» Partes del ejercicio:
- a) En el artículo sobre la justicia universal, ¿qué ley modificó la Ley Orgánica 1/2014 de 13 de marzo?
- b) Según el artículo sobre la justicia universal, ¿por qué prevalece hoy en el continente la vigencia territorial de la ley penal, si la tradición romana era la vigencia personal?
- c) Prosigue el artículo sobre la justicia universal desde el punto en que se interrumpe.

» Texto de lectura:
==============================

15 septiembre 2014
¿Implica siempre la justicia universal más Justicia?
Carlos Pérez del Valle, catedrático de Derecho Penal y Rector de la Universitat Abat Oliba CEU
La reforma de la Ley Orgánica 1/2014 de 13 de marzo, que modificaba la Ley Orgánica del Poder Judicial y, por ello, la competencia de los tribunales españoles, ha generado un debate que trasciende el ámbito del derecho y ocupa de una forma poco habitual a la esfera de la política. En 2009, una reforma anterior regulaba el denominado principio de justicia universal con cierta amplitud y, desde luego, la interpretación que habían hecho algunos jueces suponía una competencia dilatada de los órganos judiciales españoles. La cuestión es, por tanto, a quién asiste la razón desde un punto de vista jurídico o, al menos, si la reforma que ha promovido el Gobierno es tan disparatada como pretenden algunos.
A mi juicio, un análisis jurídico del problema requiere, sobre todo, examinar la cuestión de fondo: en qué casos debe quebrarse el principio de vigencia de la ley penal en el territorio, que sería el dominante en el derecho moderno. Y esto es así pese a que la tradición del derecho continental en el derecho romano era precisamente la vigencia personal del derecho penal; sin embargo, en este aspecto ha sido un principio del common law –que está precisamente en el origen de la institución del jurado- el que ha logrado prevalencia en el continente. En otras palabras: el derecho penal es, por principio, de aplicación en el territorio; la excepción es su aplicación extraterritorial.

==============================

» Datos proporcionados:
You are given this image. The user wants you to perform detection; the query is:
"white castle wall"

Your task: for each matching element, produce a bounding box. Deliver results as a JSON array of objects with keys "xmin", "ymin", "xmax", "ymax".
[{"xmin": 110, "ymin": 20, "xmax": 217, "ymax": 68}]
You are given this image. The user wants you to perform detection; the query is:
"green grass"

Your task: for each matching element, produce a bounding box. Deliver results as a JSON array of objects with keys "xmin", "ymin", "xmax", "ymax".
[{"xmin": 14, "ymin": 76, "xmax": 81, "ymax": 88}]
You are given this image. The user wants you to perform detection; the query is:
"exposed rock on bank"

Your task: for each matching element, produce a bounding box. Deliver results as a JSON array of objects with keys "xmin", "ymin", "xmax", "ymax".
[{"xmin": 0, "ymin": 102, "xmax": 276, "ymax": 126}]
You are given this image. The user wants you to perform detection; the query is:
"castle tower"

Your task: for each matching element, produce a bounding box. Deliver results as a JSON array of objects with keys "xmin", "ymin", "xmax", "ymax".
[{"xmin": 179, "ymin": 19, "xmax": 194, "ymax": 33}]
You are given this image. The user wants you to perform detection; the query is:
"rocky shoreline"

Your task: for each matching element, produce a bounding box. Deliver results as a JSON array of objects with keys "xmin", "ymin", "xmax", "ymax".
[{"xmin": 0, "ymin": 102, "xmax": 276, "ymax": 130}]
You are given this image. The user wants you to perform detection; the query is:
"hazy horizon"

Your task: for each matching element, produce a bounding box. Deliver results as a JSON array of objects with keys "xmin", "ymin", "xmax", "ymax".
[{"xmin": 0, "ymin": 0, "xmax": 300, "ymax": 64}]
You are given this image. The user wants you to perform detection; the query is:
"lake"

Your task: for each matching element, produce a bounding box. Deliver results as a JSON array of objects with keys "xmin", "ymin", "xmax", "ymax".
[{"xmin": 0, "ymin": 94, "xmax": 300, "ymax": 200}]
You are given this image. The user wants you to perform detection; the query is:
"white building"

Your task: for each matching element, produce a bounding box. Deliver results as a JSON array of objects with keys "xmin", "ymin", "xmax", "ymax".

==============================

» Respuestas del ejercicio:
- a) La Ley Orgánica del Poder Judicial.

- b) Porque en este aspecto se impuso en el continente un principio del common law, el mismo sistema en el que se origina la institución del jurado.

- c)
Un ejemplo tradicional de aplicación extraterritorial del derecho penal es la defensa de intereses básicos del Estado, tanto en una perspectiva de la subsistencia de la constitución política (rebelión, traición, entre otros) como en el ángulo de una mínima seguridad de la política económica (falsificación de moneda o control de cambios). La justicia universal, sin embargo, implicaba una excepción vinculada en su origen fundamentalmente al derecho internacional: los artículos I y V de la Convención de prevención y sanción del delito de genocidio era, sin duda, una muestra de ello al establecer la obligación de medidas de sanción penal a los estados que lo suscribieran. Pero no puede olvidarse que esta sanción del genocidio como “un delito de derecho internacional” se encontraba ya en la Resolución 96 (1) de 11 de diciembre de 1946 de Naciones Unidas. Más allá de estos casos, la ampliación de competencia de los tribunales españoles, como en el caso de los delitos de tráfico de drogas que han originado parte del debate público actual, resultaba más que discutible; pero, en cualquier modo, implicaba la defensa, por parte de quienes más lo critican, de uno de los postulados básicos del denominado derecho penal del enemigo: la ampliación de los presupuestos aceptados para delitos que ponen en riesgo la subsistencia de la sociedad a otros delitos que, en principio, no supondrían ese riesgo.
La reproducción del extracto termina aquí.